Locate every line in the items below that contains the word "pole", and copy each of those lines out in full.

[START PROVIDED DATA]

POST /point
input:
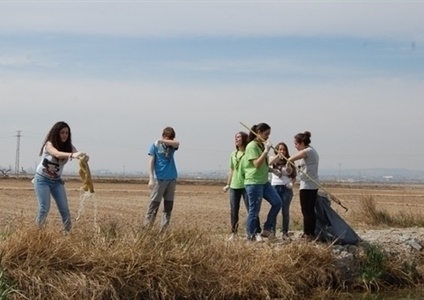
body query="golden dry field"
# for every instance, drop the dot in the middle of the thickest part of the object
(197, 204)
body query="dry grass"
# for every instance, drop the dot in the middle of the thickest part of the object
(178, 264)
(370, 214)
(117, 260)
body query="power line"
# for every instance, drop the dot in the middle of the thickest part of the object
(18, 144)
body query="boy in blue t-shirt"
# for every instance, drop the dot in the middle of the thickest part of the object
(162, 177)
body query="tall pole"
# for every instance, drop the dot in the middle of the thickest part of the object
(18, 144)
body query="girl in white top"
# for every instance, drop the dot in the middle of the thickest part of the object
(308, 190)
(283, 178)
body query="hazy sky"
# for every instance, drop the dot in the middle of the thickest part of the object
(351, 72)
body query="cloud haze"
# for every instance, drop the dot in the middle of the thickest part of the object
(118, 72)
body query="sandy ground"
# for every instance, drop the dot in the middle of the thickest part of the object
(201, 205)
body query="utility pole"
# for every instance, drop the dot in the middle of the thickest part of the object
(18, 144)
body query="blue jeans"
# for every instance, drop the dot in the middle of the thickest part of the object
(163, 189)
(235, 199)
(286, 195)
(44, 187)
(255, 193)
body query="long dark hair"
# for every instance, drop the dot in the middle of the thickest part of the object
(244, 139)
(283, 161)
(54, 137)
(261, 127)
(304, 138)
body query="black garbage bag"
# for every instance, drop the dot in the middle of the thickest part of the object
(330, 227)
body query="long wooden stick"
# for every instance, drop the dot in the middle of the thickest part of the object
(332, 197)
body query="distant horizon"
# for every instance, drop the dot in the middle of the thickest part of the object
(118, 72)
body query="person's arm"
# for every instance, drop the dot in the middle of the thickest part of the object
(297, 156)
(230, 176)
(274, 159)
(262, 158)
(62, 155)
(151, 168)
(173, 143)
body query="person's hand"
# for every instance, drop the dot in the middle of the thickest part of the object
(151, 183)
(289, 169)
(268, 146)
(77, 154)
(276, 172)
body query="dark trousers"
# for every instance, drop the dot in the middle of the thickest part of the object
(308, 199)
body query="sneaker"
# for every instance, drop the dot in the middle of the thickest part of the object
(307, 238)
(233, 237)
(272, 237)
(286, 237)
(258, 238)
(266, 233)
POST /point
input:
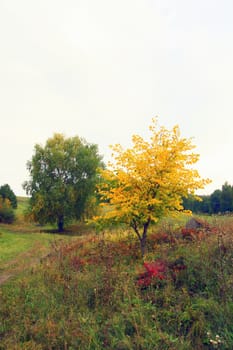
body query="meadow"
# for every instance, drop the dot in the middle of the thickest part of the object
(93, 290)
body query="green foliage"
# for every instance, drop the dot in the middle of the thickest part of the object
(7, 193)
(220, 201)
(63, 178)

[END PROVIDED DATA]
[START PROVIDED DATA]

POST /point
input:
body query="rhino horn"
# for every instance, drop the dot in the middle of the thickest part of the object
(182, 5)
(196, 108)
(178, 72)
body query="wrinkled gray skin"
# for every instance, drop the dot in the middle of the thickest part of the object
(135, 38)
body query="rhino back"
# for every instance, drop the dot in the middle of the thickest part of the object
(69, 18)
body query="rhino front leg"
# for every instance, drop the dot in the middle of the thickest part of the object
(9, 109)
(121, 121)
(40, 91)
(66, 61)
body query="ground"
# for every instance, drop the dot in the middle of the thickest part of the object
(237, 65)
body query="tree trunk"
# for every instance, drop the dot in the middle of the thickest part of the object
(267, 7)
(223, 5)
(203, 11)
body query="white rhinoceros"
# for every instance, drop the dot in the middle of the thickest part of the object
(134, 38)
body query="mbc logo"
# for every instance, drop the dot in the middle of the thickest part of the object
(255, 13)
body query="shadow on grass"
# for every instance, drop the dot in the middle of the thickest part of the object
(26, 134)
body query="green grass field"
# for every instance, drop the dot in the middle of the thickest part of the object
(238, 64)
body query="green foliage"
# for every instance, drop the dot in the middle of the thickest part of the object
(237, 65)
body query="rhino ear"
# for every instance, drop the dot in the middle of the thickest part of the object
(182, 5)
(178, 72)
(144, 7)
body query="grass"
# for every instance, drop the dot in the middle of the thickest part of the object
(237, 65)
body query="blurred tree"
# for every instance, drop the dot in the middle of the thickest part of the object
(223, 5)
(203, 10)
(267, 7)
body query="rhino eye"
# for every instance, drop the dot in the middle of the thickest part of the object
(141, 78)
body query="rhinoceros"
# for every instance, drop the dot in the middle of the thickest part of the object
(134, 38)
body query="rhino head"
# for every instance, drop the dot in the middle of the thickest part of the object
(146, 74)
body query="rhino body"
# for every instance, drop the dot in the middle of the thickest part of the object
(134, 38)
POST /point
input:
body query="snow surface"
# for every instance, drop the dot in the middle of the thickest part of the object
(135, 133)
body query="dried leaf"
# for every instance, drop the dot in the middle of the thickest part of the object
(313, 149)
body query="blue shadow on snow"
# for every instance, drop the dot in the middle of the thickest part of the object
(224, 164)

[END PROVIDED DATA]

[RESULT]
body query="tall pole"
body query="utility pole"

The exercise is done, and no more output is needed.